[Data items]
Content starts

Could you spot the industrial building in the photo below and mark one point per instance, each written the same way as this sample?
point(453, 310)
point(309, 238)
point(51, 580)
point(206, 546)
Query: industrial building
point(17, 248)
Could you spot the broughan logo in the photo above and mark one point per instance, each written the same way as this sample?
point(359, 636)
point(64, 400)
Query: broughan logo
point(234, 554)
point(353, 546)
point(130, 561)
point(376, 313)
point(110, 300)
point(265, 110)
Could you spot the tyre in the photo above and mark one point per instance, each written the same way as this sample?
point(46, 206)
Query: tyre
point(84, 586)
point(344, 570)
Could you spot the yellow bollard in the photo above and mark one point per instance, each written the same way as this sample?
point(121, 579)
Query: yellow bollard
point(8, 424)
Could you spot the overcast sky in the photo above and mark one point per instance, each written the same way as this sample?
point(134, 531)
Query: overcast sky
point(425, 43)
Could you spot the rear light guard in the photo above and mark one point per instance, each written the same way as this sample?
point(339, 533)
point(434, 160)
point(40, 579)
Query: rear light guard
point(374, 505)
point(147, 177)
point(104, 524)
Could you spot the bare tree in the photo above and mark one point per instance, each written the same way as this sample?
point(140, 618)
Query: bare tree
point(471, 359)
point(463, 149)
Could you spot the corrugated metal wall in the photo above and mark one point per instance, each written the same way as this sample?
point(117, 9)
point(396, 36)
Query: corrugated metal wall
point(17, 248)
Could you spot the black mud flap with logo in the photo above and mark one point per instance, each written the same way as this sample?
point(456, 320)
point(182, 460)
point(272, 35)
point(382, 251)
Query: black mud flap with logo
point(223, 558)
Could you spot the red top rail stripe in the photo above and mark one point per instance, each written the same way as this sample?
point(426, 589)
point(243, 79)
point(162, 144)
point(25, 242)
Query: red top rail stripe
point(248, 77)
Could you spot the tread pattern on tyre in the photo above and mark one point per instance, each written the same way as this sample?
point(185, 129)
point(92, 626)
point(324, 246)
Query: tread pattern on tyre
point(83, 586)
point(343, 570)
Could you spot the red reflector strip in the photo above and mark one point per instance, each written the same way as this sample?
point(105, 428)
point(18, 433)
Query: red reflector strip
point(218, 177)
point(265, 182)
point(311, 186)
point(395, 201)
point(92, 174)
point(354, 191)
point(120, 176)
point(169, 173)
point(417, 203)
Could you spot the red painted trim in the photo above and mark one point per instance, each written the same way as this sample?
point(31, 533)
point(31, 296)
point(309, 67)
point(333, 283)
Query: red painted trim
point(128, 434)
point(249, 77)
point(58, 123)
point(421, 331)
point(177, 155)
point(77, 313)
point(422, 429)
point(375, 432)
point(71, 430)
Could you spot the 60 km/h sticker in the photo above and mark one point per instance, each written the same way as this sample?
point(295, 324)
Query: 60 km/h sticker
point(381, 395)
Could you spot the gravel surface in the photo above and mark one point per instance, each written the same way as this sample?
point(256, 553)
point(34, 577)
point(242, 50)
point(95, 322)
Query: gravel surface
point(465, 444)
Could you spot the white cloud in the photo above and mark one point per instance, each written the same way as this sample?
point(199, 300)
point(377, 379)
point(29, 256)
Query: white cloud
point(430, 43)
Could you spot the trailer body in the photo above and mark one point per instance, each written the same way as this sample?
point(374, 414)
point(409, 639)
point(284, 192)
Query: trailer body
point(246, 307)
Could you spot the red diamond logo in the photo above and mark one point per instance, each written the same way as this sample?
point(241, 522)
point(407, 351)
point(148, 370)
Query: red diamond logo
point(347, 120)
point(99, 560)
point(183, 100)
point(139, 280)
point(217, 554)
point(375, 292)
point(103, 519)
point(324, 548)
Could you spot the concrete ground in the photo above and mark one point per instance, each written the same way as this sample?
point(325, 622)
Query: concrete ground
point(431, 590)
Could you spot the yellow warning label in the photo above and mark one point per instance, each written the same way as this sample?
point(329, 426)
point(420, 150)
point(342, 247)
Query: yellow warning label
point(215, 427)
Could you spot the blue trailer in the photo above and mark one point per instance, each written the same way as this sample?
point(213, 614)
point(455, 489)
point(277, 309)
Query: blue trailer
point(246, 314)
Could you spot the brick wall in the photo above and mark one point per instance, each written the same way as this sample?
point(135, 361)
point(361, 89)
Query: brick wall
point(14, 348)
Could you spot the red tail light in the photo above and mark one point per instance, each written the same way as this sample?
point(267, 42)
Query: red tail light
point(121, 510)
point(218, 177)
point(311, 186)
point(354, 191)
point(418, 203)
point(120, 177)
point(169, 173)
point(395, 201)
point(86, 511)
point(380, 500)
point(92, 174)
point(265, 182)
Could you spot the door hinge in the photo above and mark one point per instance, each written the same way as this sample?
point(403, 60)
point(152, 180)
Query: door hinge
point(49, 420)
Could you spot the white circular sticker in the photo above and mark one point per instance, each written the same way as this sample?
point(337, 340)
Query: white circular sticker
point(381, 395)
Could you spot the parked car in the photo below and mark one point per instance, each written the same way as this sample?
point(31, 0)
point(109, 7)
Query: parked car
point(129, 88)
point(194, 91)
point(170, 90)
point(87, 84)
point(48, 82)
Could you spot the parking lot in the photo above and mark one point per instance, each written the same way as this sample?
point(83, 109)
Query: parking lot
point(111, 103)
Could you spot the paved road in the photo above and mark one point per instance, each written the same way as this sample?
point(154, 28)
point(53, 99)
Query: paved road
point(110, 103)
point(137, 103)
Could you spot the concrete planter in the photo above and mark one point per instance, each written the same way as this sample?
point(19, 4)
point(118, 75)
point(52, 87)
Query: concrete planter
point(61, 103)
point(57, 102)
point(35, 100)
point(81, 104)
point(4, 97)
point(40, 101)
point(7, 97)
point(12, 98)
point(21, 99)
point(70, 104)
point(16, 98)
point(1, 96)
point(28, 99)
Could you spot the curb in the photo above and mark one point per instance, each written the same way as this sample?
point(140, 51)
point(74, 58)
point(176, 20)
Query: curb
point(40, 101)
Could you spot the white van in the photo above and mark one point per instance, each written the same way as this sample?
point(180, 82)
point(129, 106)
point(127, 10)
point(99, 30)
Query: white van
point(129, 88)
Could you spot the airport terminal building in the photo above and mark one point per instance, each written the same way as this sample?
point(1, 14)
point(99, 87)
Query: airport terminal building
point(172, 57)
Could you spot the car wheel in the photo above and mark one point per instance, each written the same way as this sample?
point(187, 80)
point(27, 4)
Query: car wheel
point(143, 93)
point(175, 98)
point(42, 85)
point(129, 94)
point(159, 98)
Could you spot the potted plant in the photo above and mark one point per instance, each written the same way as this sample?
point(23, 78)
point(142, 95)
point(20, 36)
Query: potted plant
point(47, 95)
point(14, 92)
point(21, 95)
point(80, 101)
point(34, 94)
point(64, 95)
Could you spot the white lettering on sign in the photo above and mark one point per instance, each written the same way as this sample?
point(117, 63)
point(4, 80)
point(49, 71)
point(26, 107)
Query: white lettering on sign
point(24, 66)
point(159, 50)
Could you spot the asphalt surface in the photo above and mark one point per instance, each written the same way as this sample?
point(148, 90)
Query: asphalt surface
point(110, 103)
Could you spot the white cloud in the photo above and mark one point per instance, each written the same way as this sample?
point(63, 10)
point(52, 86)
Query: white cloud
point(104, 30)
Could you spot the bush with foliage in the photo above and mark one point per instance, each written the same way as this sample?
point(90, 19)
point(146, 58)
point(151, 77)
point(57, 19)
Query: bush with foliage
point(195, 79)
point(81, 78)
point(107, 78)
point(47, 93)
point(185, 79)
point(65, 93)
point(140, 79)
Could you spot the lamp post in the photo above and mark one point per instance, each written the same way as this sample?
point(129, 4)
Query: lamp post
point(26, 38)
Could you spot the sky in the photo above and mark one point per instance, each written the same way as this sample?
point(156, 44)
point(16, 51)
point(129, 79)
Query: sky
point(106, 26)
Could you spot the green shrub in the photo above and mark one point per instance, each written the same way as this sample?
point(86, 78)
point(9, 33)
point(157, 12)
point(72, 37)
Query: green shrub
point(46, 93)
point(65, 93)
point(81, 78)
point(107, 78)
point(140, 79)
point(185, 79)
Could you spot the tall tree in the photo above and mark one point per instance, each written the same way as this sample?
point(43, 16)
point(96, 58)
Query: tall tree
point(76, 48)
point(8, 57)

Content ends

- _What is being asked_
What you return should be exactly the lines above, starting at the one with "point(187, 80)" and ending at the one with "point(9, 33)", and nothing else.

- _Answer space_
point(187, 80)
point(27, 4)
Query: car wheel
point(143, 93)
point(175, 98)
point(42, 85)
point(129, 94)
point(159, 98)
Could you spot the potted plant in the photo above and mark one point per instance, each written the same way as this sample?
point(23, 78)
point(142, 95)
point(20, 36)
Query: potted plant
point(47, 95)
point(14, 92)
point(21, 95)
point(80, 101)
point(34, 94)
point(64, 95)
Could you spot the white lettering on sign in the photo above and mark one point per instance, each written the same way as this sample?
point(117, 63)
point(4, 80)
point(49, 71)
point(26, 107)
Query: white lettering on sign
point(24, 66)
point(159, 50)
Could you spot the asphalt surface in the photo above and mark one point per instance, each written the same way as this sample?
point(148, 90)
Query: asphalt surface
point(110, 103)
Could you spot the white cloud in the photo above and mark one point per instance, each written the same way as this sample?
point(63, 10)
point(52, 86)
Query: white cloud
point(104, 30)
Could you spot the bush with foliage in the photo above and mark one point per instance, each written the same way as this sample?
point(90, 19)
point(146, 58)
point(151, 77)
point(57, 19)
Query: bush with foliage
point(195, 79)
point(81, 78)
point(107, 78)
point(47, 93)
point(185, 79)
point(65, 93)
point(140, 79)
Could you spot the lamp post in the photo above and mark one point per instance, each written the same way as this sample?
point(129, 4)
Query: lamp post
point(26, 38)
Could you spot the sky in the photo above and mark one point per instance, each written the same way as this sample?
point(156, 44)
point(16, 51)
point(129, 79)
Query: sky
point(106, 26)
Could you spot the green shrub in the photo above and mark one point per instance, each written the same way as this sample?
point(86, 78)
point(9, 33)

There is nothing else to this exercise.